* **EXCERPTED PASSAGE**
▼

William F. Meggers Award in Spectroscopy
The William F. Meggers Award has been awarded annually since 1970 by the Optical Society (originally called the Optical Society of America) for outstanding contributions to spectroscopy.
|2018||Warren S. Warren||For pioneering contributions in the fundamental science of optical and spin coherence and their synergistic applications in optical spectroscopy/microscopy and magnetic resonance spectroscopy/imaging.|
|2017||Shaul Mukamel||For developing the theoretical framework of coherent multidimensional spectroscopy for electronic excitations in the optical regime and proposing extensions to the x-ray spectral regime.|
|2016||Brooks H. Pate||
For the invention of the chirped-pulse Fourier transform microwave technique, which revolutionized rotational spectroscopy, leading to an explosion of novel spectroscopic, astrochemical, analytical, dynamical, and chemical kinetics applications.

▲

* **COLLECTED MATERIAL**
▼

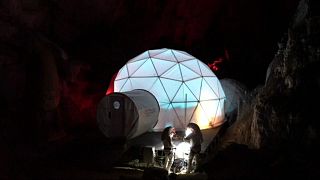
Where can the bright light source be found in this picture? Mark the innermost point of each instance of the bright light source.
(188, 132)
(183, 150)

▲

* **DIRECTIVES**
1. Name every award recipient listed in the Meggers Award text.
2. In the Meggers Award text, rewrite the part starting with "William F. Meggers Award in" and going on through "contributions to spectroscopy.", putting "yearly" in place of "annually".
None of the lines are needed here.

* **TASK-BY-TASK OUTPUTS**
1. Warren S. Warren, Shaul Mukamel, Brooks H. Pate

2.
William F. Meggers Award in Spectroscopy
The William F. Meggers Award has been awarded yearly since 1970 by the Optical Society (originally called the Optical Society of America) for outstanding contributions to spectroscopy.